- DOCUMENT SECTION

· · · · ·

Saturn is the second largest planet in the Solar System. Like the other gaseous outer planets – Jupiter, Uranus and Neptune – it has an atmosphere made up mostly of hydrogen and helium. Saturn’s distinctive, bright rings are made up of ice and rock particles ranging in size from grains of sand to a freight container. More moons of greater variety orbit Saturn than any other planet. The saturnian satellites range in size from small asteroid-size bodies to the aptly named Titan, which is the second largest moon of the Solar System (after Jupiter's Ganymede) and is larger than the planet Mercury.

Titan is a fascinating world because its thick nitrogen atmosphere is very rich in organic compounds which are constantly reacting. If found on a planet with Earth-like conditions, the presence of these compounds would be a possible sign of the existence of life. In fact, very little was known about the surface of Titan when Cassini-Huygens was launched. Scientists speculated that Huygens would find lakes or even oceans of a mixture of liquid ethane, methane and nitrogen: Huygens landed on Titanian mud wet in methane, and later radar observations by Cassini confirmed the presence of seas and lakes of liquid methane or ethane on the surface.

Cassini and Huygens have produced a string of remarkable discoveries about Saturn's magnificent rings, its amazing moons, its dynamic magnetosphere and about Titan's surface and atmosphere. Some of the mission’s highlights so far include the discovery that Titan is an Earth-like world where methane plays the role of water, and that the small moon Enceladus has hot-spots at its south pole, sources of geysers that spew out ice crystals and the evidence of liquid water beneath its surface.

· · · · ·

- EXERCISE 1
Pick out every line of the records that contains the string "this", treating uppercase and lowercase letters as different.
The records that follow have no connection to the passage on Saturn.

- EXERCISE INPUT
· · · · ·

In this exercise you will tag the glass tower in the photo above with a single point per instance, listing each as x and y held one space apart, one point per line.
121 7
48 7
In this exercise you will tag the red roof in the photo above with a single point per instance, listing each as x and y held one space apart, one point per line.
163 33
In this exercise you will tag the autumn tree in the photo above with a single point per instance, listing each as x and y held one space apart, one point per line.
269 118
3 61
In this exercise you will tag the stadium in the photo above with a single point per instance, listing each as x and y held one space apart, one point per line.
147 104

· · · · ·

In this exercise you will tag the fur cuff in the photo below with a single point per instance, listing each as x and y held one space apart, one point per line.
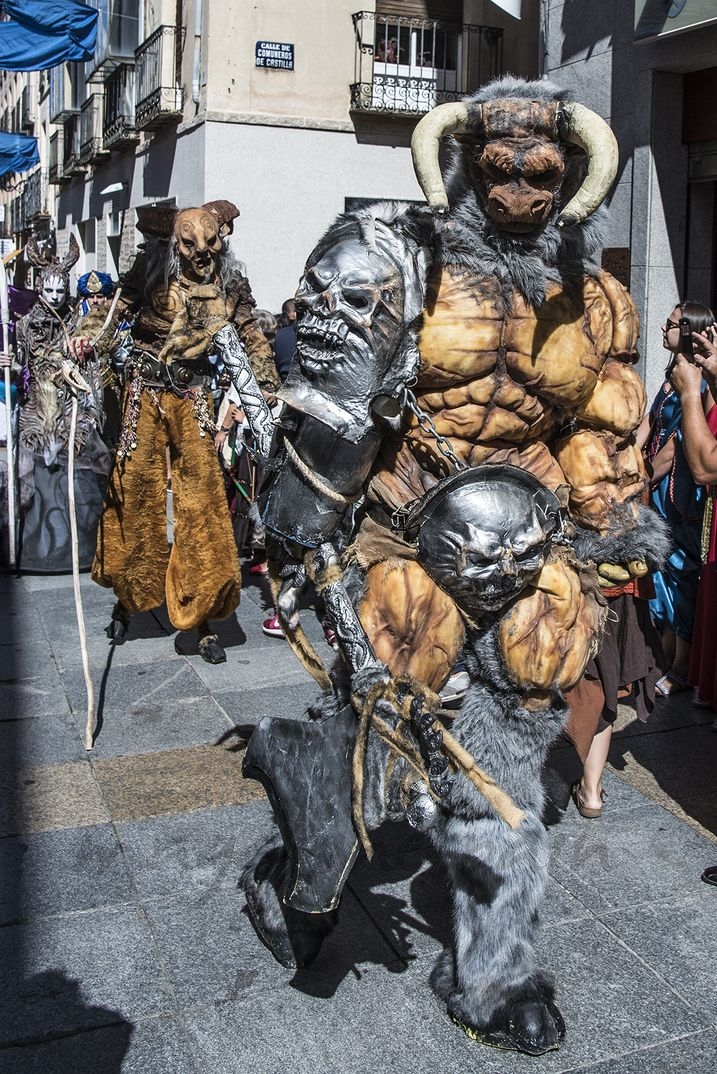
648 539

· · · · ·

- EXERCISE 2
Transcribe the Saturn passage word for word, everything from "Saturn is the" down to "the planet Mercury.".

- CORRECT RESPONSE 1
In this exercise you will tag the glass tower in the photo above with a single point per instance, listing each as x and y held one space apart, one point per line.
In this exercise you will tag the red roof in the photo above with a single point per instance, listing each as x and y held one space apart, one point per line.
In this exercise you will tag the autumn tree in the photo above with a single point per instance, listing each as x and y held one space apart, one point per line.
In this exercise you will tag the stadium in the photo above with a single point per instance, listing each as x and y held one space apart, one point per line.
In this exercise you will tag the fur cuff in the photo below with a single point per instance, listing each as x and y held one space apart, one point per line.

- CORRECT RESPONSE 2
Saturn is the second largest planet in the Solar System. Like the other gaseous outer planets – Jupiter, Uranus and Neptune – it has an atmosphere made up mostly of hydrogen and helium. Saturn’s distinctive, bright rings are made up of ice and rock particles ranging in size from grains of sand to a freight container. More moons of greater variety orbit Saturn than any other planet. The saturnian satellites range in size from small asteroid-size bodies to the aptly named Titan, which is the second largest moon of the Solar System (after Jupiter's Ganymede) and is larger than the planet Mercury.